### Extrait de page
=======
Faire des Jeux de Paris les premiers jeux bas carbone des temps modernes. Un objectif ambitieux atteint grâce à la mobilisation exemplaire de la « filière bois » et la création de France Bois 2024. Retour sur une aventure unique avec Georges-Henri Florentin, Ingénieur général (H) des ponts des eaux et des forêts, Secrétaire de la Section Forêt filière Bois de L’Académie d’Agriculture de France, Président de France Bois 2024.

Quel était le plan d’action de France Bois 2024 ?

Georges-Henri Florentin: Pour faire des Jeux un démonstrateur des capacités et des atouts de la filière bois ainsi qu’un laboratoire de la massification de la construction bois plébiscitée par nos concitoyens (enquête CSA printemps 2021) nous avons retenu 6 grands axes d’action, dans un contexte très contraint en termes de délais, de coûts, de concurrence :

1 – Mobiliser nos professionnels en les réunissant avec les outils appropriés, en les informant des enjeux, des délais et des canaux permettant être présents dans les consultations qui s’engagent.

2 – Accompagner les décideurs : la Société de Livraison des Ouvrages Olympiques (SOLIDEO). C’est aussi le cas pour le Comité d’Organisation des Jeux Olympiques (COJO) : Paris 2024. Nous les assistions dans l’élaboration de leurs projets ainsi que par le partage régulier d’informations tout au long de la période de préparation et de réalisation des jeux.
=======
### Liste
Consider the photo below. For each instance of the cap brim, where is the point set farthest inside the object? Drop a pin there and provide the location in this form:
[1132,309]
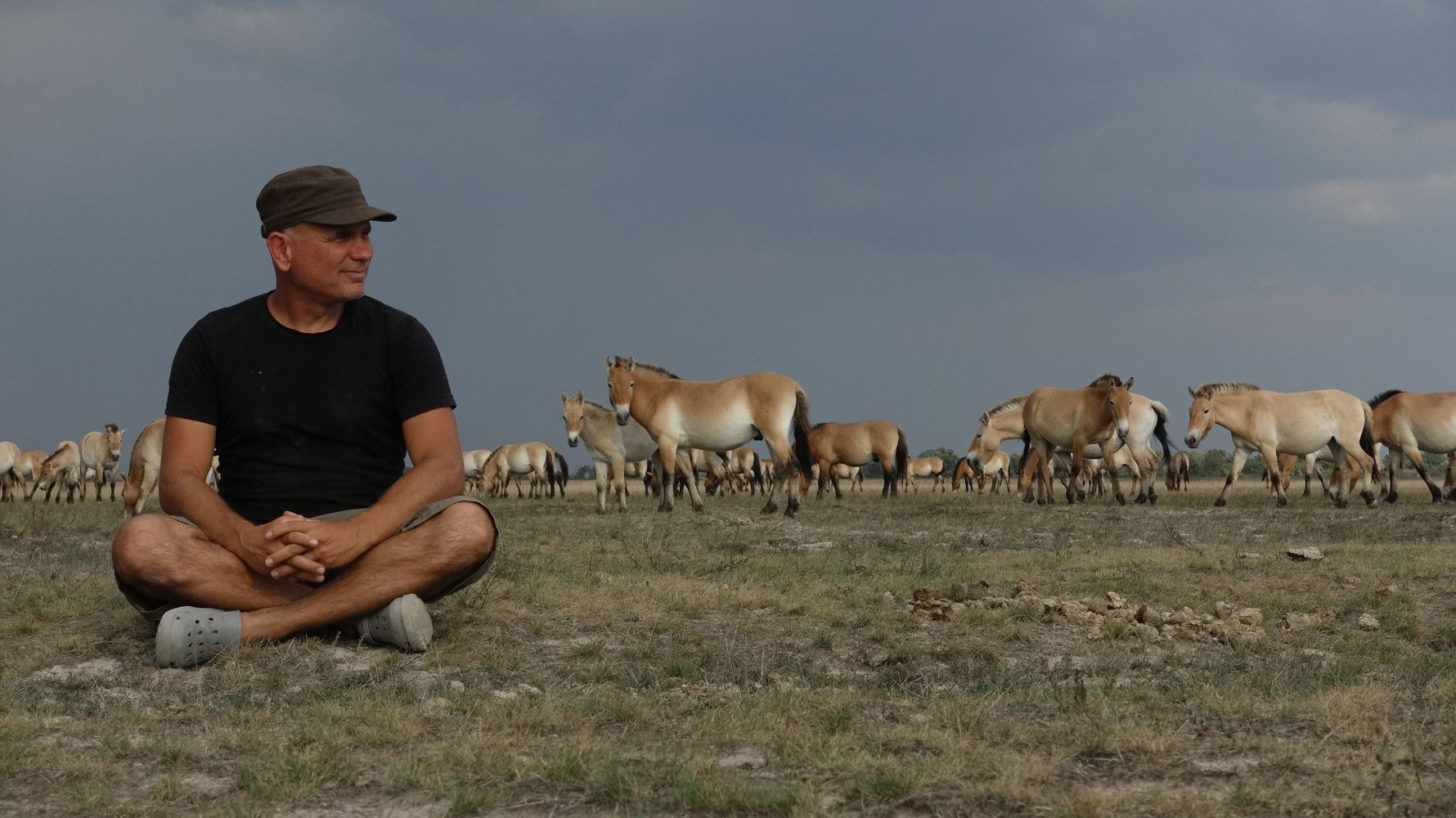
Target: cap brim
[351,214]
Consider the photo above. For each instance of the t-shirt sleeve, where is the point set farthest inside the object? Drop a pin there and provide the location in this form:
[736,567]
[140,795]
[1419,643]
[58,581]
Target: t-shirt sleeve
[192,386]
[418,371]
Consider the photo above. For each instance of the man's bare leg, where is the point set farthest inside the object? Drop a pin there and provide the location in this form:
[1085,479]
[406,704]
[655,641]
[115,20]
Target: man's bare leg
[424,560]
[177,562]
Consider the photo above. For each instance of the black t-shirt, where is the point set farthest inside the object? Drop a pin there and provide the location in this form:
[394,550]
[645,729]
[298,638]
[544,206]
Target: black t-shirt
[306,422]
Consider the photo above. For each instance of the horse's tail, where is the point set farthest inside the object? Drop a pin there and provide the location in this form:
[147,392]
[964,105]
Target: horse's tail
[1161,429]
[801,433]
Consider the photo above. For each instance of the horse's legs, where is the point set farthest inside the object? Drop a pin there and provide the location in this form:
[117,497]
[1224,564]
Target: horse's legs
[667,468]
[603,474]
[1420,469]
[1241,456]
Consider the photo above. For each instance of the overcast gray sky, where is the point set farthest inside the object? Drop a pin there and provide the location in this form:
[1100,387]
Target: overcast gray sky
[916,210]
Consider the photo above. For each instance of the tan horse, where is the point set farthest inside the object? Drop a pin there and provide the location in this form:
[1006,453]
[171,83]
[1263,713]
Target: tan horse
=======
### Consigne
Pouvez-vous reprendre l'entretien sur France Bois 2024 et le poursuivre à partir de sa dernière phrase ?

### Résultat
3 – Appuyer gratuitement et collectivement les entreprises qui se lancent dans cette aventure dans le respect des objectifs de la mission. C’est le cas de nos échanges avec GL Events dont nous saluons l’écoute et le choix du matériau de structure du Grand Palais Ephémère, après lui avoir apporté les éléments de choix entre le bois et l’acier notamment.

4 – Réaliser les documents techniques permettant le succès des permis de construire (document risque incendie préparé par ADIVBOIS et diffusé sous le timbre France Bois 2024) puis des études et des chantiers (documents France Bois Traçabilité ; guides de conception en vue des avis techniques nécessaires : supports bois de façades, douches sans ressaut sur support bois, …). Assurer les formations nécessaires pour les conducteurs de travaux puis les entreprises non-bois.

5 – Promouvoir les résultats et en tirer les retours d’expérience.

6 – Communiquer tous les documents produits et en assurer l’héritage.

Quels étaient les exigences de la SOLIDEO ?

Georges-Henri Florentin : Voulant réaliser les jeux les moins « carbonés » des temps modernes, la SOLIDEO et Paris 2024 ont exigé, à la suite de nos recommandations, que 100% du bois utilisé pour les Jeux provienne de forêts gérées durablement et comprennent 30% de bois français. La filière bois, de son côté, s’est fixé un objectif de 50%. Les outils mis en œuvre pour garantir la conformité à ces exigences sont la certification volontaire, les labels et la traçabilité.

Le travail de France Bois 2024 va au-delà des JO avec notamment la mise en place d’un outil « France Bois Traçabilité ». Pour quoi faire ?

Georges-Henri Florentin : En accompagnement de la démarche ambitieuse de la filière bois-construction et pour la renforcer, France Bois 2024 a créé France Bois Traçabilité qui réunit les labels PEFC, FSC® et BOIS DE FRANCE sous audits communs de l’institut technologique FCBA. C’est le premier outil garantissant la provenance de bois de forêts françaises gérées durablement et transformés en France.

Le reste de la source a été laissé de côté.